Stored data entries:
==================================================

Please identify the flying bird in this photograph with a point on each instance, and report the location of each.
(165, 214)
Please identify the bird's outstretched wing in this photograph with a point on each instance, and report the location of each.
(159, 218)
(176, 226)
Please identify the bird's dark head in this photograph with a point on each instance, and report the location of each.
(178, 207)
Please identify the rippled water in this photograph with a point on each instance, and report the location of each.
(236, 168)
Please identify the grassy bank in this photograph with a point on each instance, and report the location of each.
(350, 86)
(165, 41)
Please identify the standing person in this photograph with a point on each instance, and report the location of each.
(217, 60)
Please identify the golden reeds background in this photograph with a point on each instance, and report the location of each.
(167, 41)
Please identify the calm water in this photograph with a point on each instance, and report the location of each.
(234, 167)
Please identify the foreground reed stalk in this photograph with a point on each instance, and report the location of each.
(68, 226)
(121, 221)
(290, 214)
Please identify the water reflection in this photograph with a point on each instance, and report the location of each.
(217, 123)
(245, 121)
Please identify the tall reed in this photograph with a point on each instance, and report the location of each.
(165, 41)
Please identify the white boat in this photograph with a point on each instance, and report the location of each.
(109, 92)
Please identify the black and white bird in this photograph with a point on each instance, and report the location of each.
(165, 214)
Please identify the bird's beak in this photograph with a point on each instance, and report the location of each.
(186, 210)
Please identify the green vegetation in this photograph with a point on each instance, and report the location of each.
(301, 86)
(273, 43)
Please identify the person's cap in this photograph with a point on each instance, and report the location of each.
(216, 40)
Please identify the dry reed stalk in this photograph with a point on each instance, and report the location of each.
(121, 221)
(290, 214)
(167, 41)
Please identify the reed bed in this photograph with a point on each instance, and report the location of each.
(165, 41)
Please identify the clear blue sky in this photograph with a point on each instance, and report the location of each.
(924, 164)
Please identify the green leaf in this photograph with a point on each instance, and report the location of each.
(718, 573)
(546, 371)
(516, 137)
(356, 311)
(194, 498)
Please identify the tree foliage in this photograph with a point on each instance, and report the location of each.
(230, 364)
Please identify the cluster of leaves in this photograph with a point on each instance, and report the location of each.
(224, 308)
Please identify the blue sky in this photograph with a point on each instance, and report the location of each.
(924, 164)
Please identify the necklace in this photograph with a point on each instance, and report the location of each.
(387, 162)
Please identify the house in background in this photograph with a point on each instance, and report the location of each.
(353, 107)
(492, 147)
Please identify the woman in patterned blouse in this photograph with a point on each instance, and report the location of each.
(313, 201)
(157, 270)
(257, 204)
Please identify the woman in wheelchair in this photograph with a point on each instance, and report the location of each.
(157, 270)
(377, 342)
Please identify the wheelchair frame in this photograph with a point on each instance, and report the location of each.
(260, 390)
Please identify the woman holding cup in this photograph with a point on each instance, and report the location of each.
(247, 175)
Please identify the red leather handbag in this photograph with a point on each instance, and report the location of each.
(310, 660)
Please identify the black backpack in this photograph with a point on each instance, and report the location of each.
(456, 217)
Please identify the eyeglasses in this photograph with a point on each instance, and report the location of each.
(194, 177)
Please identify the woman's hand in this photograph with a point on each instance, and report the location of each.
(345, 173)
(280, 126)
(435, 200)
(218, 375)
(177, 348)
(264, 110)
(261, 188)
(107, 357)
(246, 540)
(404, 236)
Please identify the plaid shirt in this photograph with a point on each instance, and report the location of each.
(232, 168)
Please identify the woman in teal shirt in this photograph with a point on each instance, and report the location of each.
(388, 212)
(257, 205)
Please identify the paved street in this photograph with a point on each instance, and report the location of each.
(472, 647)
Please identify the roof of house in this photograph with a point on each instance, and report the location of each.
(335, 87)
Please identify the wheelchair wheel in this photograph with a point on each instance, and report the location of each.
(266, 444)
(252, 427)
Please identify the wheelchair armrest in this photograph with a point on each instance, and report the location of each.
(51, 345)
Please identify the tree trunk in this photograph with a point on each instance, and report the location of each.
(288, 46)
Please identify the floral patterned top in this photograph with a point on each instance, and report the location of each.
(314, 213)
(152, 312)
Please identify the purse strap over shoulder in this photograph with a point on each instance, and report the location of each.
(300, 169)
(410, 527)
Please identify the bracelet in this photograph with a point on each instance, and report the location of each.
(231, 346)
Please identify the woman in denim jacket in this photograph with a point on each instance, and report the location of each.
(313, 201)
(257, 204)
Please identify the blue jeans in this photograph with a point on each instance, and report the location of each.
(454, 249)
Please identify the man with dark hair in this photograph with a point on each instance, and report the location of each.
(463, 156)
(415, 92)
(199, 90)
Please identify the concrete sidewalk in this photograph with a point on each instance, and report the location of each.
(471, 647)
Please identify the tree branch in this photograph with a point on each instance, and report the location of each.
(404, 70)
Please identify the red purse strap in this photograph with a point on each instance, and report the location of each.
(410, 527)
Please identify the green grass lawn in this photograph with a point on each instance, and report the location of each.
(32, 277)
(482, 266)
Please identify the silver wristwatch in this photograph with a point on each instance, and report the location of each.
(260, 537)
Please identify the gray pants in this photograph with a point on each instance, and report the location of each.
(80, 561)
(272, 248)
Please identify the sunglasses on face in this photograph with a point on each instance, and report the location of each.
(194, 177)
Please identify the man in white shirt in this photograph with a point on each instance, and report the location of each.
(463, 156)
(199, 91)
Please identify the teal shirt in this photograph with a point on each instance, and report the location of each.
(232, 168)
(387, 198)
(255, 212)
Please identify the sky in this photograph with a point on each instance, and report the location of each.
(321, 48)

==================================================

- [AIM OF THE TASK]: Print all the records precisely.

- [OUTPUT OF THE TASK]:
Please identify the flying bird in this photograph with a point on each instance, and report the location of each.
(165, 214)
Please identify the bird's outstretched wing in this photograph with a point on each instance, and report the location of each.
(159, 218)
(176, 226)
Please identify the bird's dark head in this photograph with a point on each instance, and report the location of each.
(178, 207)
Please identify the rippled water in this photograph with a point on each instance, and report the location of each.
(236, 168)
Please identify the grassy bank in this photograph with a point on each instance, and report the location of each.
(350, 86)
(165, 41)
Please identify the standing person in this photograph with a point on each instance, and report the location of each.
(217, 60)
Please identify the golden reeds background in this photograph with a point on each instance, and report the location of each.
(167, 41)
Please identify the calm water in this photograph with a point on each instance, and report the location of each.
(234, 167)
Please identify the foreground reed stalk in this photograph with a point on each instance, and report the location of each.
(68, 226)
(121, 221)
(290, 214)
Please identify the water reflection in this photograph with a point on each instance, and report the location of each.
(217, 123)
(245, 121)
Please identify the tall reed in this photograph with a point on each instance, and report the location of each.
(165, 41)
Please identify the white boat in this photograph with a point on each instance, and report the location of each.
(109, 92)
Please identify the black and white bird in this photograph with a point on each instance, and report the location of each.
(165, 214)
Please identify the bird's beak in this photograph with a point on each instance, and report the location of each.
(186, 210)
Please identify the green vegetation in this photograph with a point on each instance, and report the location of each.
(301, 86)
(273, 43)
Please identify the person's cap in this photograph with a point on each instance, and report the location of each.
(216, 40)
Please identify the dry reed stalk in this photograph with a point on each instance, and report the location of each.
(121, 221)
(290, 214)
(167, 41)
Please identify the reed bed in this photograph with a point on each instance, and report the location of each.
(165, 41)
Please identify the clear blue sky in this photograph with a point on each instance, and report the location of each.
(924, 164)
Please identify the green leaf in this photograph with a point on each instance, and report the location of each.
(718, 573)
(546, 371)
(516, 137)
(356, 311)
(194, 498)
Please identify the tree foliage in this photograph with a point on each instance, and report the location of each.
(230, 364)
Please identify the cluster of leaves in this photograph with a point on each instance, and report the location of each.
(224, 308)
Please identify the blue sky in this photograph with a point on each instance, and report the location of each.
(924, 164)
Please identify the necklace in this photograph with a point on each instance, and report the location of each.
(387, 162)
Please identify the house in background in this photograph with a point on each instance, and report the location of each.
(353, 107)
(492, 147)
Please identify the woman in patterned blouse in this photograph with a point on each instance, and report the location of each.
(313, 201)
(157, 270)
(257, 204)
Please identify the woman in wheelchair in this photograph with a point on each instance, and report the location of each.
(157, 270)
(377, 342)
Please identify the wheelchair frame in this photograph with a point on each instance, and report the location of each.
(260, 390)
Please identify the woman holding cup in this photograph with a point on each instance, and report the location of each.
(247, 175)
Please identify the red leather handbag in this photograph with a point on each instance, and report the location of each.
(310, 660)
Please identify the black backpack in this photograph with a point on each instance, and report the location of each.
(456, 217)
Please identify the eyeglasses in this photograph with a point on each instance, and report the location of each.
(194, 177)
Please identify the woman's hand in this photograph with a point on each instance, and report the location of each.
(345, 173)
(280, 126)
(435, 200)
(218, 375)
(177, 348)
(264, 110)
(261, 188)
(107, 357)
(246, 540)
(404, 236)
Please identify the plaid shirt in this photograph with a point on each instance, and report the location of each.
(232, 168)
Please identify the woman in teal shirt in this photograph with a point on each instance, and report the location of each.
(388, 212)
(257, 205)
Please identify the paved street in this photograph with a point on each instance, and report the location of each.
(472, 647)
Please identify the roof of house in this photograph with a point on each instance, and report the location of each.
(335, 87)
Please identify the wheelchair wheel in this photograph with a point on each instance, and report the location of each.
(266, 444)
(252, 427)
Please identify the wheelchair armrest in this photograph with a point on each instance, and report the location of each.
(51, 345)
Please identify the tree trunk in this photograph with a point on each instance, and report the location of each.
(288, 46)
Please identify the floral patterned top in this photograph with a point on each instance, and report the location of each.
(314, 213)
(152, 312)
Please identify the purse strap over shoulder in this photograph with a point on each instance, and report the location of each.
(300, 169)
(410, 527)
Please identify the bracelet in this photograph with a point on each instance, and report the location of each.
(231, 346)
Please identify the woman in denim jacket in this photograph with a point on each instance, and report the location of each.
(313, 201)
(257, 204)
Please identify the blue jeans in this photograph with a point on each instance, and report the location of each.
(454, 249)
Please identify the man with dark hair in this photograph with a point on each instance, and report the location of each.
(463, 156)
(415, 92)
(199, 90)
Please identify the concrete sidewalk in this photograph with a point on each instance, and report the location of each.
(471, 647)
Please identify the tree branch in this photograph with a point on each instance, and report the location of each.
(404, 70)
Please identify the red purse strap in this photograph with a point on each instance, and report the location of each.
(410, 527)
Please identify the green grass lawn in this photograph with a point on each instance, and report the location of each.
(32, 277)
(482, 266)
Please identify the silver wristwatch in this photograph with a point on each instance, and report the location of each.
(260, 537)
Please identify the gray pants in this photograph with a point on each instance, and report the location of each.
(80, 561)
(272, 248)
Please identify the sunglasses on face in this photograph with a point on each instance, and report the location of each.
(194, 177)
Please identify the man in white shirt in this photograph with a point on each instance, and report the location of each.
(463, 156)
(199, 91)
Please identify the teal shirt in this photograph with a point on each instance, and report the location of each.
(232, 168)
(387, 198)
(255, 212)
Please identify the sky in this photograph with a point on each instance, and report the location of each.
(321, 48)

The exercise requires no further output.